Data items
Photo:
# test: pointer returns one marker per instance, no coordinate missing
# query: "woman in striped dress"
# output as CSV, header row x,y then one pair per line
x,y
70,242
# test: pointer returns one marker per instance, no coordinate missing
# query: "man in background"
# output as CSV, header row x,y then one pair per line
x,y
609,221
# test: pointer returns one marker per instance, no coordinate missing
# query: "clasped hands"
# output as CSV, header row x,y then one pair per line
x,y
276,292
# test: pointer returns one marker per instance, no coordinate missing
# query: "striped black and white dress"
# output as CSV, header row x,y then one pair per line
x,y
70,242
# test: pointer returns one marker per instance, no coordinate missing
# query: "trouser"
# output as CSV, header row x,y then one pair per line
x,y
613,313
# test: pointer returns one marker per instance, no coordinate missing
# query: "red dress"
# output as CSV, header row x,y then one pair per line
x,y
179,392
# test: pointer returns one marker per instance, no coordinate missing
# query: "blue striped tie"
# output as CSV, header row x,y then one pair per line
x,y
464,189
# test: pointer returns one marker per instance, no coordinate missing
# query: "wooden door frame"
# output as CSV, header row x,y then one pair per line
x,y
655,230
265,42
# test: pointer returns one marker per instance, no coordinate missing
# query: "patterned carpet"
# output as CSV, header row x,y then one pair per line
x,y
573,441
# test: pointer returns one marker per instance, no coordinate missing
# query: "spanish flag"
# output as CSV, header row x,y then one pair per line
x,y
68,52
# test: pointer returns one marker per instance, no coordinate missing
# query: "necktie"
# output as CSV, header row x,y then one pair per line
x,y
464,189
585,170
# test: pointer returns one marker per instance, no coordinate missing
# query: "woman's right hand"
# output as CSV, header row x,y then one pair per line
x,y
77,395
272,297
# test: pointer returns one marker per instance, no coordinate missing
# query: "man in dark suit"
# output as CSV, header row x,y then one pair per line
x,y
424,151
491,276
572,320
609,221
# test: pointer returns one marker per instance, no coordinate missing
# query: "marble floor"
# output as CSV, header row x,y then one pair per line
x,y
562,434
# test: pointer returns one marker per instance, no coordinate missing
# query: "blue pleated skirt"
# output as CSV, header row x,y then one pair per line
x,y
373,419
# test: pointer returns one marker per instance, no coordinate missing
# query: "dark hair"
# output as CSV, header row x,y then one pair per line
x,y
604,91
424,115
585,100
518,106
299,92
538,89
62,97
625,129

...

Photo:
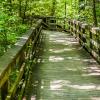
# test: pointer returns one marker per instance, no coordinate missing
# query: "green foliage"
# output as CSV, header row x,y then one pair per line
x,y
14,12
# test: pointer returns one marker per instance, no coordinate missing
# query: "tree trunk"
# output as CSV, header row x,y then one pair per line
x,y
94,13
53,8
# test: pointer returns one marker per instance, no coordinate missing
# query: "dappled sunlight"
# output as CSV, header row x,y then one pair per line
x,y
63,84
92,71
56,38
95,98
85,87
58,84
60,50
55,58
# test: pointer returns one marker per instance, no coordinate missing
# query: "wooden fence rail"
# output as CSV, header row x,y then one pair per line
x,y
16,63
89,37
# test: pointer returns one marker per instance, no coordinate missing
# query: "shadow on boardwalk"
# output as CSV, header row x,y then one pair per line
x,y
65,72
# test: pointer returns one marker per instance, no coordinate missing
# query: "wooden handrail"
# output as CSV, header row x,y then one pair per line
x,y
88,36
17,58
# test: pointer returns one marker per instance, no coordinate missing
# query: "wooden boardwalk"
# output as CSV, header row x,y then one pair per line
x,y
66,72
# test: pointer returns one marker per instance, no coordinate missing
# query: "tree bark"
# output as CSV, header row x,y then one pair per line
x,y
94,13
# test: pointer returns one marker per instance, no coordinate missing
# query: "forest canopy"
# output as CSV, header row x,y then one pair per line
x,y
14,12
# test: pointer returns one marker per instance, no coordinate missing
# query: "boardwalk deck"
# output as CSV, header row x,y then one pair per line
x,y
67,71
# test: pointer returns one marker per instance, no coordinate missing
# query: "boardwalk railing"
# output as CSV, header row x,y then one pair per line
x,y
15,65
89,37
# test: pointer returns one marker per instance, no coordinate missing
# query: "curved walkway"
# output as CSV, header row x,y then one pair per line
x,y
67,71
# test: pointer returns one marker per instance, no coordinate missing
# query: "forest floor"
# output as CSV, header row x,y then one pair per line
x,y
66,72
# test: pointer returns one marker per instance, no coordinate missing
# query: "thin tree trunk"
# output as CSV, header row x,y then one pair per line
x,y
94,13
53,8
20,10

• WORK REQUEST:
In the lines above, spot each one that contains the word "dress" and copy it.

• RESULT FOR THIS EXERCISE:
# query: "woman in striped dress"
# query: "striped black and white dress"
# query: "red dress"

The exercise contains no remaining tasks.